## WORK INSTRUCTION
For this exercise, copy all the data exactly and include none of the pictures.

## GIVEN DATA
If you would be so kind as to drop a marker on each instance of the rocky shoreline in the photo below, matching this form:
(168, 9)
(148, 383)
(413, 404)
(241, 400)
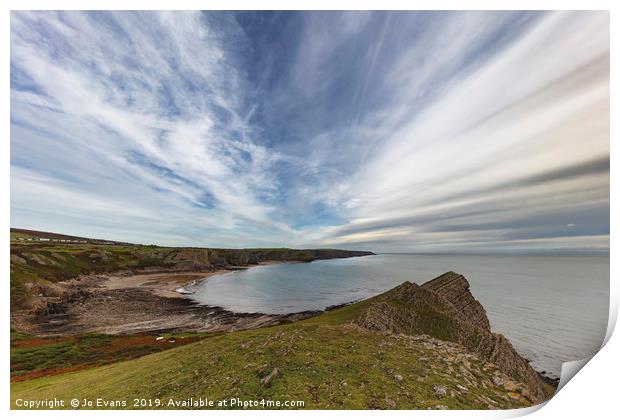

## ANSWER BELOW
If you would be so kind as to drop a marker on each instance of the rocky shoreline in the photo below, matching this form:
(168, 9)
(148, 383)
(413, 404)
(241, 400)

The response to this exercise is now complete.